BLOCO DE TEXTO:

--------------------

O que importa verdadeiramente é que o
vigor do poema está justamente na falta do complemento oracional. Indica a
ausência da criatura amada que não mais se faz presente no campo vivencial do
sujeito lírico. Materialmente ausente, o signo verbal que a referencia e lhe dá existência também tem de estar ausente.
Sobretudo, trata-se do indizível. Isso
só pode ser comunicado com a omissão do signo para um ser humano cuja
existência é afirmada pelo verbo que a certifica perante seus iguais.
...
Se o toque que faltou em meu diário ...
Se a mão que não bateu em minha porta ...
Se a boca que me beija em seu sudário ...
...
A expressividade desse poema está
principalmente nessa construção sintática incomum. A ausência já está
sub-repticiamente no contexto do discurso poético. A grandeza desse poema se faz nesses detalhes que não estão isolados, mas integrados ao todo.
Pode-se ir adiante e seguir na leitura
crítica desse poema e sua riqueza de significados, sua harmonia rítmica, sua
musicalidade envolvente. Entre as variáveis, importa mencionar a beleza dos versos
finais: essa do amor a servir de mortalha à criatura amada.
Que o doce amor que eu
sempre devotei
Te sirva, nesta hora, de
mortalha!
Aí está o amor cobrindo a morte, agasalhando-a.

--------------------

SEÇÃO DE DADOS:
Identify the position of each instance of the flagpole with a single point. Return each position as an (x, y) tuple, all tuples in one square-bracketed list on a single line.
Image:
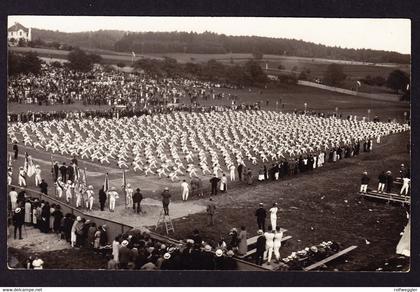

--------------------

EXERCÍCIOS:
a - De acordo com o bloco de texto, em que está o vigor do poema?
b - Repita, sem nenhuma alteração, o trecho do bloco de texto que vai de "Se o toque que" a "à criatura amada.".

RESPOSTAS EM ORDEM:
a - Na falta do complemento oracional.

b -
Se o toque que faltou em meu diário ...
Se a mão que não bateu em minha porta ...
Se a boca que me beija em seu sudário ...
...
A expressividade desse poema está
principalmente nessa construção sintática incomum. A ausência já está
sub-repticiamente no contexto do discurso poético. A grandeza desse poema se faz nesses detalhes que não estão isolados, mas integrados ao todo.
Pode-se ir adiante e seguir na leitura
crítica desse poema e sua riqueza de significados, sua harmonia rítmica, sua
musicalidade envolvente. Entre as variáveis, importa mencionar a beleza dos versos
finais: essa do amor a servir de mortalha à criatura amada.